# Fragmento del texto:
Domingo 4º de Cuaresma A Laetare:
(1S 16, 1.4.6-7.10-13; Ef 5, 8-14; Jn 9, 1-41)
Queridos hermanos:
Este
domingo contemplamos una nueva imagen del Bautismo, como proceso progresivo de
crecimiento en la fe: Como veíamos en la Samaritana, el ciego pasa de
considerar a Cristo como “ese hombre” a reconocerlo después como “profeta”,
como maestro, reconociéndose así mismo “discípulo”, y finalmente como “Señor”,
postrándose ante Jesús.
Hoy, la
figura del Don de Dios, no es el agua viva, sino la luz, y lo que ella
representa para el hombre que se encuentra en tinieblas y sombras de muerte por
el pecado.

# Preguntas de estudio:
- a) Traduzca al inglés la siguiente oración del comentario sobre el cuarto domingo de Cuaresma: "Hoy, la figura del Don de Dios, no es el agua viva, sino la luz, y lo que ella representa para el hombre que se encuentra en tinieblas y sombras de muerte por el pecado."
- b) Resuma en dos oraciones el comentario sobre el cuarto domingo de Cuaresma.
- c) Prosiga el comentario sobre el cuarto domingo de Cuaresma a partir de su última oración.

# Datos para examinar:
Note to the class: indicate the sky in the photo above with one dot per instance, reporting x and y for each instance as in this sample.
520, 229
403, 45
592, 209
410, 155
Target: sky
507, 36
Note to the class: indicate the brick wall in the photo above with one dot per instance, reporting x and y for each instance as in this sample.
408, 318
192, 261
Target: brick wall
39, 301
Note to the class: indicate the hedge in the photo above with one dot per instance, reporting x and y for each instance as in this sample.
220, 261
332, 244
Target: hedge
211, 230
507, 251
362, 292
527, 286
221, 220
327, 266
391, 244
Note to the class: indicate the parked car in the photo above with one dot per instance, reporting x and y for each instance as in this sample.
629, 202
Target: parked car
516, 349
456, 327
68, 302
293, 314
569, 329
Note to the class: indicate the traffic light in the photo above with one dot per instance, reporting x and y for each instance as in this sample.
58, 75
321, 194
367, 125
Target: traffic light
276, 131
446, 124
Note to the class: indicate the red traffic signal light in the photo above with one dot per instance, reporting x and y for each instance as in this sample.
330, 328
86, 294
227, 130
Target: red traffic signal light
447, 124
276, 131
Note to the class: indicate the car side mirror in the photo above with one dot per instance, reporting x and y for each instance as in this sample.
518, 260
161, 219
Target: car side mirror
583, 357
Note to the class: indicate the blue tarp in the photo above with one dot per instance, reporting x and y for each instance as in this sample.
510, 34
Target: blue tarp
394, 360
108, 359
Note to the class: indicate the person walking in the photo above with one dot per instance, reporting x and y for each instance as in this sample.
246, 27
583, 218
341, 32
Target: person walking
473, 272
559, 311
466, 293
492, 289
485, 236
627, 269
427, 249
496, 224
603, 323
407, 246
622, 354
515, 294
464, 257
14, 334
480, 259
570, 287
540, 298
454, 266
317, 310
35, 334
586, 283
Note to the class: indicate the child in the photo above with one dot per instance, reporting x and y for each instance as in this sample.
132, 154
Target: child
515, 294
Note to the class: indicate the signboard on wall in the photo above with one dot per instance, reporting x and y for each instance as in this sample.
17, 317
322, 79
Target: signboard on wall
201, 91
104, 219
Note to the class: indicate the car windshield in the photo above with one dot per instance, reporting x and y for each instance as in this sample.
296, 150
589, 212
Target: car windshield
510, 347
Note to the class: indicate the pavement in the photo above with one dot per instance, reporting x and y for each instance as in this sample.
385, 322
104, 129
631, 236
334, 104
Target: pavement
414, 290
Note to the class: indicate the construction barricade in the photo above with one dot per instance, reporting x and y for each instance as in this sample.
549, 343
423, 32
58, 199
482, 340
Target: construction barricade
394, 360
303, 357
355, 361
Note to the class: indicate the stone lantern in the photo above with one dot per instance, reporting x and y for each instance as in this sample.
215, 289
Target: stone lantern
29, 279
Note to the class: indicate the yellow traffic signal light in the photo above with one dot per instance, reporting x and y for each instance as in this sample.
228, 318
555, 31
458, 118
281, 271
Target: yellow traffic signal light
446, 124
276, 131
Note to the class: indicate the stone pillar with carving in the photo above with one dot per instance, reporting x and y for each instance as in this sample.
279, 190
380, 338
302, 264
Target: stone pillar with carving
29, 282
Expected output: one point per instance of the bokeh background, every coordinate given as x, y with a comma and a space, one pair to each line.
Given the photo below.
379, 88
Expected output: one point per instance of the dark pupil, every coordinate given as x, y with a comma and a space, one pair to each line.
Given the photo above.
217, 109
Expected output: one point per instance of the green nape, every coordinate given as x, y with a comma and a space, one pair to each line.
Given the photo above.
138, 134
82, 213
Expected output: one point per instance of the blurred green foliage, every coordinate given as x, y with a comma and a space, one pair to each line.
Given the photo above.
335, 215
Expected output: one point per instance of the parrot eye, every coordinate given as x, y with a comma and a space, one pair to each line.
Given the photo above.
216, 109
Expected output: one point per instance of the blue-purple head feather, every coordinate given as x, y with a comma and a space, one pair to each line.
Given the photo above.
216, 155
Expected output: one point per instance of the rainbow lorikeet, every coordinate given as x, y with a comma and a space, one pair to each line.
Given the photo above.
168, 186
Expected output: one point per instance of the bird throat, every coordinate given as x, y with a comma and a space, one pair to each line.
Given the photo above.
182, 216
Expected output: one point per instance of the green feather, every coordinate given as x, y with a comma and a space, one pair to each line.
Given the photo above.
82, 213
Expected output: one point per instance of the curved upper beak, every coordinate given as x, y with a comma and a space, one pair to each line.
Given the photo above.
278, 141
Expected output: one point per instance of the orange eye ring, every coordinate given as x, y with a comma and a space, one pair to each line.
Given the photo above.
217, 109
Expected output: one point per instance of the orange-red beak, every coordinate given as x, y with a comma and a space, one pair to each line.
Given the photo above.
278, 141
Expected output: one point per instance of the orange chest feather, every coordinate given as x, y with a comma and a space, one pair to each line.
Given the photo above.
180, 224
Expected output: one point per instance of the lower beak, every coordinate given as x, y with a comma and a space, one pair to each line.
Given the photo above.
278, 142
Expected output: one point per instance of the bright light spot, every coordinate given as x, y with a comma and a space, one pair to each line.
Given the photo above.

# Respuestas en orden:
- a) Today, the figure of the Gift of God is not living water but light, and what it represents for the man who is in darkness and the shadows of death because of sin.

- b) El comentario sobre el cuarto domingo de Cuaresma presenta una nueva imagen del Bautismo como proceso progresivo de crecimiento en la fe. En él, el ciego pasa de llamar a Cristo "ese hombre" a reconocerlo como profeta, maestro y finalmente Señor, y el Don de Dios aparece esta vez como la luz para quien se encuentra en tinieblas por el pecado.

- c)
Jesús se
hace hoy el encontradizo con un “ciego de nacimiento”, y al preguntarle
a Jesús acerca de la causa de su ceguera: “¿Quién
ha pecado?”, Jesús responde que
esta enfermedad no tiene relación con el pecado, sino con el plan salvífico de
Dios: “Es para que se manifiesten en él las obras de Dios”. Dice un
tárgum (Neophyti I, II, Éxodo 66-80): “¿qué
mal hizo Isaac para volverse ciego?” Sabemos en efecto, que cuando Isaac
fue viejo no era capaz de distinguir a sus hijos, y dio la bendición a Jacob,
en lugar de dársela a Esaú (Ge 27, 1-45). Y responde el targum: “es que
cuando Isaac estaba amarrado sobre el altar, porque aceptó ser sacrificado, vio
la perfección del cielo. Su fe, le abrió el cielo a sus ojos. Y como el
hombre no puede ver el cielo, ni puede ver a Dios, se volvió ciego”. En
este ciego de nacimiento, la ceguera va a ser el instrumento de su apertura a
la fe, abriendo los ojos de su corazón a la contemplación de la gloria de Dios.
Cristo ha
venido a dar esta luz a los ciegos de nacimiento, que como nosotros, pueden
decir con el salmo “en la culpa nací; pecador me concibió mi madre”.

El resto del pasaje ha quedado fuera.